== Data for this exercise
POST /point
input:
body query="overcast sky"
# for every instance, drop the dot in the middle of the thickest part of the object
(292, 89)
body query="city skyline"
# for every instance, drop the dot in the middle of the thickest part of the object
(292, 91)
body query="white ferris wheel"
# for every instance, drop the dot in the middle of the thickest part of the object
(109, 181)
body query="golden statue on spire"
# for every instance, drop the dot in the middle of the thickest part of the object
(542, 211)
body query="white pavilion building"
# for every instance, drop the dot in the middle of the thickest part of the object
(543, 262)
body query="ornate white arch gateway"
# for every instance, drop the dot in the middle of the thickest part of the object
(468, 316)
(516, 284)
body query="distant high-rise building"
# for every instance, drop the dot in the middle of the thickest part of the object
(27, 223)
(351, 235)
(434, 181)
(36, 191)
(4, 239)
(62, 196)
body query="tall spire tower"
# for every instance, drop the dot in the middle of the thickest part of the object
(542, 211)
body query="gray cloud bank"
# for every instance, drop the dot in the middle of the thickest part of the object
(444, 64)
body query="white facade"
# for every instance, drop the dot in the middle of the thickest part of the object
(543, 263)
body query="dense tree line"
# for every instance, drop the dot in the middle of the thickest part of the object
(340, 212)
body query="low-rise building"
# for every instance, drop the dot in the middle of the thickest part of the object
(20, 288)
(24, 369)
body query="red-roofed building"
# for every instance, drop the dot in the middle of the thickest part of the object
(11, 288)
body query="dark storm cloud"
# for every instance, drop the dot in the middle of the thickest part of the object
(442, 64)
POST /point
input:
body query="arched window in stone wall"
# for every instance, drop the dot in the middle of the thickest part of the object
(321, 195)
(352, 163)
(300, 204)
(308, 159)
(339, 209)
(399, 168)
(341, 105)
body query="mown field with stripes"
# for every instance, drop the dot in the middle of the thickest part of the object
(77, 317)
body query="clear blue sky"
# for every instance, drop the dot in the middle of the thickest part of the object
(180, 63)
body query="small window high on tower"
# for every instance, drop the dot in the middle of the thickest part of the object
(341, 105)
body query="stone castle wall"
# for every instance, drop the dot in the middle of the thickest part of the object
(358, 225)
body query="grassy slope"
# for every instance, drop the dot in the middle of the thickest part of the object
====
» Written request: All of the records must be retyped exactly as they are.

» The response:
POST /point
input:
body query="overcast sky"
# for every instance, drop the dot in the middle of the thickest part of the object
(292, 89)
body query="city skyline"
# for every instance, drop the dot in the middle of the thickest part of the object
(292, 91)
body query="white ferris wheel"
# for every instance, drop the dot in the middle of the thickest part of the object
(109, 181)
body query="golden statue on spire"
# for every instance, drop the dot in the middle of the thickest part of the object
(542, 211)
body query="white pavilion building"
# for every instance, drop the dot in the middle of the thickest part of the object
(543, 262)
body query="ornate white arch gateway"
# for every instance, drop the dot in the middle of the thickest part of the object
(468, 316)
(516, 284)
body query="distant high-rise building"
# for every instance, drop the dot in the middle of the thickest part of the object
(27, 223)
(351, 235)
(434, 181)
(36, 191)
(4, 239)
(62, 196)
body query="tall spire tower"
# for every instance, drop the dot in the middle of the thickest part of the object
(542, 211)
body query="gray cloud bank"
# for every instance, drop the dot in the middle of the thickest part of the object
(444, 64)
body query="white facade"
# for every instance, drop the dot in the middle of the thickest part of the object
(543, 263)
body query="dense tree line"
# for every instance, drop the dot in the middle of the thickest part of the object
(340, 212)
body query="low-rise building"
# for every instance, drop the dot in the middle of the thickest part of the object
(20, 288)
(24, 369)
body query="red-roofed building"
# for every instance, drop the dot in the middle of the thickest part of the object
(11, 288)
body query="dark storm cloud"
# for every instance, drop the dot in the middle of the thickest part of the object
(442, 64)
POST /point
input:
body query="arched window in stone wall"
# for every instance, drop the dot in the middle of the thickest part of the object
(321, 195)
(352, 163)
(300, 204)
(308, 159)
(339, 209)
(399, 168)
(341, 105)
body query="mown field with stripes"
# for every instance, drop the dot in the middle of the thickest part of the object
(77, 317)
body query="clear blue sky"
# for every instance, drop the dot in the middle of the thickest part of the object
(180, 63)
body query="small window high on tower"
# for every instance, drop the dot in the middle of the thickest part of the object
(341, 105)
body query="stone castle wall"
# for every instance, drop the dot in the middle of the thickest part of the object
(358, 225)
body query="grassy slope"
# for every instance, drop the dot in the middle of the thickest part of the object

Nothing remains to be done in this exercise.